Entries for pointing and labeling
-=-=-=-=-

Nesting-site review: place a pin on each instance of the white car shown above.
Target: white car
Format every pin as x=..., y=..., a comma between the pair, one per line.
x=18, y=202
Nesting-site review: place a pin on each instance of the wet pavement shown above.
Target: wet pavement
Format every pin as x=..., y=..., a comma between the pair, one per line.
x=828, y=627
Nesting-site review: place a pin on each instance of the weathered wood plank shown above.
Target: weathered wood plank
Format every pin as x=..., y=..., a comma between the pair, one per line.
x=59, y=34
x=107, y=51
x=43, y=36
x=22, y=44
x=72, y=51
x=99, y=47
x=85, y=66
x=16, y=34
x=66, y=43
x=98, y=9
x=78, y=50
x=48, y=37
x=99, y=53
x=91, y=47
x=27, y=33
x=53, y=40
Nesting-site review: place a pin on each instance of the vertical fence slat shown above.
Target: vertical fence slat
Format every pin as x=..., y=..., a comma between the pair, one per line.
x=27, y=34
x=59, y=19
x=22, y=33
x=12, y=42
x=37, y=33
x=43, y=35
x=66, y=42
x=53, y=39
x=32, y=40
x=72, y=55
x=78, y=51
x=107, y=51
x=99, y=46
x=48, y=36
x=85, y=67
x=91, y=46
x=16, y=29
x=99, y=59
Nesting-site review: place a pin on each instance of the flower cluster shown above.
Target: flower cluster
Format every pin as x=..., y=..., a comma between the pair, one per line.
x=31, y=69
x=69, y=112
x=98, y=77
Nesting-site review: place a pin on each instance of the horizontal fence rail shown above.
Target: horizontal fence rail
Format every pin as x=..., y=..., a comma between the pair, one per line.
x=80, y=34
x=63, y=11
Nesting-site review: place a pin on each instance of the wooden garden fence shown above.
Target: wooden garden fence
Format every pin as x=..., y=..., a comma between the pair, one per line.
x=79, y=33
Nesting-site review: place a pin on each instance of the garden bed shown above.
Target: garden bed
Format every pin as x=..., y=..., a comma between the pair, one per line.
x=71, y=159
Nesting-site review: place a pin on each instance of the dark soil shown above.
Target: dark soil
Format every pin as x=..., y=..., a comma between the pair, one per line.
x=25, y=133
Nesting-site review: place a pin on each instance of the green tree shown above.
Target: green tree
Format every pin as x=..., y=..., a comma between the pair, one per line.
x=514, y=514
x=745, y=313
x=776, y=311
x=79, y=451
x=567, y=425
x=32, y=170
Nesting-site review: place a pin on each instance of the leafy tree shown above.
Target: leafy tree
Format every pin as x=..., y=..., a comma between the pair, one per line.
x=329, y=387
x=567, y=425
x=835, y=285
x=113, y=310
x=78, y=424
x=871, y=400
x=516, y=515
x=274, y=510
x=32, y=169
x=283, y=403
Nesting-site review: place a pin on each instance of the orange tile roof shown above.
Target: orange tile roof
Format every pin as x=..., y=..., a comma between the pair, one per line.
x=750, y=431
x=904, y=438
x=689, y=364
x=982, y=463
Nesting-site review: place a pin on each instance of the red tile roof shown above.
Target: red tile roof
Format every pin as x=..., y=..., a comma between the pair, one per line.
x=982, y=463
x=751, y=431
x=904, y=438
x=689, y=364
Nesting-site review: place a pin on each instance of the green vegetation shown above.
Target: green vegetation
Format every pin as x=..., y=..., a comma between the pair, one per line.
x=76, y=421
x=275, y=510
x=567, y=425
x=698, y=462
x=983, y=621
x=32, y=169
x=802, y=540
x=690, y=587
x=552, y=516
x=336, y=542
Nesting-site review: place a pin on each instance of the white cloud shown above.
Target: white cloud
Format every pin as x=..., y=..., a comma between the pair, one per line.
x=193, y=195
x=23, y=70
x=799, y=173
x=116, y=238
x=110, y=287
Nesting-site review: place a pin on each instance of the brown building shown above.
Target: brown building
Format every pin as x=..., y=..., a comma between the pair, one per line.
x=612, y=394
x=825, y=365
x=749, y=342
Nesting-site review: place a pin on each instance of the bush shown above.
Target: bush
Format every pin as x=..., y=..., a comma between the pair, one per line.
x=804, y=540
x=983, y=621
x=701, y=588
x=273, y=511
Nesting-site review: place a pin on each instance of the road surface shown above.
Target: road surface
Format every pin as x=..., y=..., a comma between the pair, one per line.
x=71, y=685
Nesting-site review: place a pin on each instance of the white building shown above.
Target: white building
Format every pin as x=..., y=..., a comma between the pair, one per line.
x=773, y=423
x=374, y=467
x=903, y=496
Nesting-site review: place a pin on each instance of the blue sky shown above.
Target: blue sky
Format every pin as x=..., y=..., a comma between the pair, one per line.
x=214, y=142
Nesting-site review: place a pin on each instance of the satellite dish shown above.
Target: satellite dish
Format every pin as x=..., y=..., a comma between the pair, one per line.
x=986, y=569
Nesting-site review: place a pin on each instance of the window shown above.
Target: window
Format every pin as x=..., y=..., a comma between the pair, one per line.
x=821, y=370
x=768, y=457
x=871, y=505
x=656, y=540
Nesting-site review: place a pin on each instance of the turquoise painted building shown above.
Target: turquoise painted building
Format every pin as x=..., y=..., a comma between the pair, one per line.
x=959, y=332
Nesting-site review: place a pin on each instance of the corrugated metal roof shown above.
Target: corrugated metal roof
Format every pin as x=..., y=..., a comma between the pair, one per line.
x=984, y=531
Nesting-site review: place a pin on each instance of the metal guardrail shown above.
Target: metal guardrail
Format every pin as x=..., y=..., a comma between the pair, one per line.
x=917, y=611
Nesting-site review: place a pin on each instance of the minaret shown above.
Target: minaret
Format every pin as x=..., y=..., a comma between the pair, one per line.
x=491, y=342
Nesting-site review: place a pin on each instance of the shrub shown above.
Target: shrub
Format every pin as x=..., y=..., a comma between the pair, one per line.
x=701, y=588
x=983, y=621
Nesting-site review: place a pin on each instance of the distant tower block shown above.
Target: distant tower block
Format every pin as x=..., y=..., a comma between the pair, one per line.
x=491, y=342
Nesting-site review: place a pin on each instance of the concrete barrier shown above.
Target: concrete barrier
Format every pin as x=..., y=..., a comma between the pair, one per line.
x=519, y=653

-=-=-=-=-

▶ [BRIEF]:
Copy out all of the material above, swapping "Nesting-site review" for "Site survey" each time it occurs. Keep every other line the same.

▶ [RESULT OF THIS EXERCISE]:
Site survey: place a pin on each instance of the white car shown above.
Target: white car
Format every pin as x=..., y=..., a comma between the pair, one per line.
x=18, y=202
Site survey: place a pin on each instance of the wet pavement shown above.
Target: wet pavement
Format every pin as x=..., y=..., a comma between the pair, one per line.
x=828, y=627
Site survey: place a pin on each instance of the weathered wood plank shown above.
Target: weathered wood plank
Format every pin as x=..., y=..., a comma between the pair, one per line.
x=59, y=34
x=107, y=51
x=43, y=36
x=22, y=44
x=72, y=51
x=99, y=47
x=85, y=66
x=16, y=34
x=66, y=43
x=98, y=9
x=78, y=50
x=48, y=37
x=99, y=53
x=91, y=47
x=27, y=33
x=53, y=40
Site survey: place a pin on each instance of the vertical fence slat shown above.
Target: vertical fence slat
Format every pin as x=..., y=..., a comma between the pair, one per line.
x=27, y=34
x=59, y=19
x=22, y=33
x=12, y=42
x=37, y=33
x=43, y=35
x=66, y=42
x=53, y=39
x=32, y=40
x=72, y=55
x=78, y=51
x=107, y=51
x=99, y=46
x=48, y=36
x=85, y=67
x=91, y=46
x=16, y=29
x=99, y=59
Site survey: place a pin on each instance of the flower cluster shown above.
Target: flower cluster
Format every pin as x=..., y=..., a comma between the pair, one per line.
x=31, y=69
x=69, y=112
x=98, y=77
Site survey: place a pin on each instance of the horizontal fence rail shown above.
Target: horizontal fence rail
Format every pin as x=..., y=..., a comma between the pair, one per line.
x=80, y=34
x=63, y=11
Site survey: place a pin on each instance of the wooden garden fence shown above.
Target: wooden garden fence
Format every pin as x=..., y=..., a comma between the pair, one per line.
x=79, y=33
Site survey: place a pin on each instance of the garden bed shown above.
Target: garden bed
Format every pin as x=..., y=..., a comma between the pair, one per line.
x=71, y=159
Site survey: place a pin on each instance of the dark soil shown above.
Target: dark soil
Format every pin as x=..., y=..., a comma between the pair, one per line.
x=25, y=133
Site survey: place a pin on each instance of the green tree shown above.
Target: green tree
Format every pin as x=..., y=..., a comma between the pair, one per line.
x=514, y=514
x=745, y=313
x=776, y=311
x=79, y=451
x=567, y=425
x=32, y=170
Site survey: place a pin on each instance of the leafy tree shown above.
Target: leafy tree
Format every pin as x=..., y=..., a comma between the pair, one per line.
x=329, y=387
x=567, y=425
x=835, y=285
x=113, y=310
x=78, y=424
x=871, y=400
x=516, y=515
x=274, y=510
x=32, y=169
x=283, y=403
Site survey: place a pin on each instance of the orange tile roof shown above.
Target: orange tile roof
Format every pin as x=..., y=..., a comma between the pair, one per line.
x=750, y=431
x=904, y=438
x=689, y=364
x=982, y=463
Site survey: place a pin on each instance of the red tile roof shown above.
Target: red tile roof
Format every pin as x=..., y=..., a comma between the pair, one per line.
x=982, y=463
x=751, y=431
x=904, y=438
x=689, y=364
Site survey: place a pin on each instance of the green vegetation shown above.
Target: green vegetation
Format every pin as x=..., y=..., a comma between the pair, one per line.
x=76, y=421
x=275, y=510
x=567, y=425
x=698, y=462
x=983, y=621
x=32, y=169
x=802, y=540
x=690, y=587
x=552, y=516
x=336, y=542
Site survey: place a pin on each instance of the white cloud shown above.
Target: white cloud
Format every pin as x=..., y=..., a comma between the pair, one per line.
x=193, y=195
x=23, y=70
x=799, y=173
x=116, y=238
x=110, y=287
Site survey: place a pin on each instance of the brown building shown above.
Target: brown building
Format every pin as x=..., y=..., a comma between the pair, one per line.
x=612, y=394
x=825, y=365
x=749, y=342
Site survey: place a pin on each instance of the bush shown above.
Target: bush
Format every pin as x=..., y=..., a comma between the pair, one per line.
x=804, y=540
x=983, y=621
x=701, y=588
x=273, y=511
Site survey: place a pin on each instance of the road surface shown above.
Target: road surface
Format every pin as x=..., y=..., a comma between the pair, one per line.
x=71, y=685
Site survey: place a pin on each instance of the white building shown above.
Target: white building
Format every pin as x=..., y=..., a comma between the pair, one per line.
x=773, y=423
x=374, y=467
x=903, y=496
Site survey: place a pin on each instance of the blue sky shown above.
Target: blue sky
Format every pin as x=..., y=..., a comma between the pair, one per line.
x=214, y=142
Site survey: place a pin on each instance of the satellite dish shown above.
Target: satellite dish
Format every pin as x=..., y=..., a comma between the pair, one per line.
x=986, y=569
Site survey: place a pin on each instance of the window shown above.
Target: window
Format every pin as x=..., y=..., a comma between the pair, one per line.
x=821, y=370
x=768, y=457
x=871, y=505
x=656, y=540
Site survey: place a pin on each instance of the turquoise painted building shown above.
Target: turquoise painted building
Format every pin as x=..., y=..., a comma between the pair, one per line.
x=959, y=332
Site survey: place a pin on each instance of the corrugated metal roof shown above.
Target: corrugated metal roof
Format every pin as x=..., y=..., a comma between the pair, one per line.
x=984, y=531
Site survey: place a pin on each instance of the metal guardrail shown above.
Target: metal guardrail
Format every pin as x=..., y=..., a comma between the pair, one per line.
x=917, y=611
Site survey: place a pin on each instance of the minaret shown above.
Target: minaret
Format every pin as x=..., y=..., a comma between the pair, one per line.
x=491, y=342
Site survey: place a pin on each instance of the shrub shown above.
Target: shrub
Format every pin as x=..., y=..., a comma between the pair, one per line.
x=701, y=588
x=983, y=621
Site survey: place a pin on each instance of the distant tower block shown above.
Target: distant tower block
Format every pin as x=..., y=..., a comma between the pair, one per line.
x=491, y=342
Site survey: place a pin on each instance of the concrete barrier shown above.
Target: concrete barrier
Format every pin as x=..., y=..., a comma between the pair, one per line.
x=519, y=653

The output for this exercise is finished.